#### Trecho de origem
··········
O percurso da vida é marcado por começos, interrupções e recomeços, fazendo com que cada sujeito trace trajetórias singulares. Cada sujeito responde e age diante dessas situações de maneira diferente, construindo percursos e identidades diferentes. Mas por que isso acontece? Como cada sujeito “cria” seu caminho? Poderíamos ter várias respostas para essa questão, mas aqui, especialmente, tentaremos respondê-las, refletindo sobre a noção de projeto de futuro.
Falar de projetos e planos de futuro nos leva a analisar a diversidade de cada sujeito dentro da sociedade, ou seja, os estilos de vida, as visões de mundo e os modos com que cada um pensa e age na sociedade contemporânea. Tarefa difícil, não é mesmo? Se fôssemos analisar isso “a fundo”, diríamos ser quase impossível concluir tal análise, mas, para facilitar, podemos olhar para nossos antepassados e ver o que mudou. Trata-se, então, de percebermos os multipertencimentos, ou seja, as variadas maneiras como os indivíduos ou grupos vão se constituindo. Por exemplo, há várias maneiras de “ser jovem” assim como há várias maneiras de “ser velho”, sem esquecer que essas próprias definições de jovem e velho não são dadas, e, sim, socialmente construídas. Sendo assim, há também várias maneiras de se pensar os projetos de futuro. Por isso, os projetos das gerações passadas e das atuais são diferentes.
“Os projetos, como as pessoas, mudam. Ou as pessoas mudam através de seus projetos. A transformação individual se dá ao longo do tempo e contextualmente”. (VELHO, 2003, p.48)
Mas, afinal, o que estamos chamando de projeto de futuro? Bem diferente dos projetos que estamos acostumados a ver, tais como os projetos arquitetônicos, políticos, ou educativos, o projeto de futuro (ou plano de futuro) não é fruto de um cálculo matemático, ou resultado de um processo linear, como muitos pensam. Nem é escrito formalmente, com objetivos, metodologias e cronogramas a serem cumpridos. O projeto de futuro é uma construção dinâmica, de um plano que “remete”, que se “lança adiante” no ritmo da vida, a partir do hoje: uma ação que o indivíduo projeta realizar em algum momento futuro, em um arco temporal mais ou menos largo.
Assim o projeto pode ser entendido como
“Uma ação do indivíduo de escolher um, dentre os futuros possíveis, transformando os desejos e as fantasias que lhe dão substâncias em objetivos passíveis de serem perseguidos, representando, assim, uma orientação, um rumo de vida.” (DAYRELL, LEÃO & REIS, 2010, p.67)
É importante chamarmos atenção para a possibilidade de um indivíduo possuir mais de um projeto, mas, geralmente, há um plano principal ao qual todos os outros estão subordinados. Isso porque, ao mesmo tempo que a sociedade “cobra” um projeto de futuro, também nos possibilita uma multiplicidade de motivações e experiências que nos inspiram e permitem traçar vários projetos. Vemos que o projeto de futuro é dinâmico, permanentemente reelaborado de acordo com os novos sentidos e significados dados pelos sujeitos.
··········
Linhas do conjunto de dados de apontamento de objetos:
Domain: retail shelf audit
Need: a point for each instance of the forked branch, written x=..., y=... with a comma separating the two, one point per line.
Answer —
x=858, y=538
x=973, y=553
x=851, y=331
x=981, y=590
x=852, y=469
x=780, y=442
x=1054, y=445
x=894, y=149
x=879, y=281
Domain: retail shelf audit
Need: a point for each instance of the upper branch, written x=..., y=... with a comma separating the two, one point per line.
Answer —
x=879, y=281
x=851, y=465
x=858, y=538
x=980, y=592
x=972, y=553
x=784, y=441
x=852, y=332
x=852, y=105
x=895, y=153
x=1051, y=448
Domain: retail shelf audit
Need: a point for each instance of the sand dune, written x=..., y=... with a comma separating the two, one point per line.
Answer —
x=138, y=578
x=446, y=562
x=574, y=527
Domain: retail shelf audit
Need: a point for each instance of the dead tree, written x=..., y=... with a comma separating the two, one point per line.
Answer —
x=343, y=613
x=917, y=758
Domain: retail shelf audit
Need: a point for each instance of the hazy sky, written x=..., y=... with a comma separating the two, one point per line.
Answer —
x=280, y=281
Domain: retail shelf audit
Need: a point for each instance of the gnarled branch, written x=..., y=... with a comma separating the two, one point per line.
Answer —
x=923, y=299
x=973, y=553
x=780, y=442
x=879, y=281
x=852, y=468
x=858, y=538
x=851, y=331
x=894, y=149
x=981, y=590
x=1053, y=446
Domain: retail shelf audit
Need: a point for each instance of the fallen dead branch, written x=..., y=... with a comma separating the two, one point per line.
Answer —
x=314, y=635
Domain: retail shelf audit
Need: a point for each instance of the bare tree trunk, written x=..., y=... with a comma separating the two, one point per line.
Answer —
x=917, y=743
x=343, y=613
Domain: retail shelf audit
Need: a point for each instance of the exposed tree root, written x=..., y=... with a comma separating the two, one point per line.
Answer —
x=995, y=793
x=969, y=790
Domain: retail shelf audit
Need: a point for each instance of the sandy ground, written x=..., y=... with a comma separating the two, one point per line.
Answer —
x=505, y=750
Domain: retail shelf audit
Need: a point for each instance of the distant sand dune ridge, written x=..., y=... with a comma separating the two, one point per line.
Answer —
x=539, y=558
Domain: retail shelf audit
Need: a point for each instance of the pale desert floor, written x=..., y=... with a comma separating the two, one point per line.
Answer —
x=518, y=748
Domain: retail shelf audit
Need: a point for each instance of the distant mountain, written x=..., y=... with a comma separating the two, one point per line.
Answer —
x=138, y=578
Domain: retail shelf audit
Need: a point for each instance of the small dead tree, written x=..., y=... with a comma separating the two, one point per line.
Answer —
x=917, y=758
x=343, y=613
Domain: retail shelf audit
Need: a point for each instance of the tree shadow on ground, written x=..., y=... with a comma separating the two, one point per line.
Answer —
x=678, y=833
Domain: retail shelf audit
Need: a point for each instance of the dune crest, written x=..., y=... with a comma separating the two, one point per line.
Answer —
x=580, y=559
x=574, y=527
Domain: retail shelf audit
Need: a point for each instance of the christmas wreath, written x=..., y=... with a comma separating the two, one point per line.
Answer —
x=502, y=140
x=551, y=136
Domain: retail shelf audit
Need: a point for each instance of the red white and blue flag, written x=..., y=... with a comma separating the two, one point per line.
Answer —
··········
Reescreva a parte do trecho sobre projeto de futuro que abre com as palavras "É importante chamarmos" e fecha com "dados pelos sujeitos.", substituindo "multiplicidade" por "variedade".

É importante chamarmos atenção para a possibilidade de um indivíduo possuir mais de um projeto, mas, geralmente, há um plano principal ao qual todos os outros estão subordinados. Isso porque, ao mesmo tempo que a sociedade “cobra” um projeto de futuro, também nos possibilita uma variedade de motivações e experiências que nos inspiram e permitem traçar vários projetos. Vemos que o projeto de futuro é dinâmico, permanentemente reelaborado de acordo com os novos sentidos e significados dados pelos sujeitos.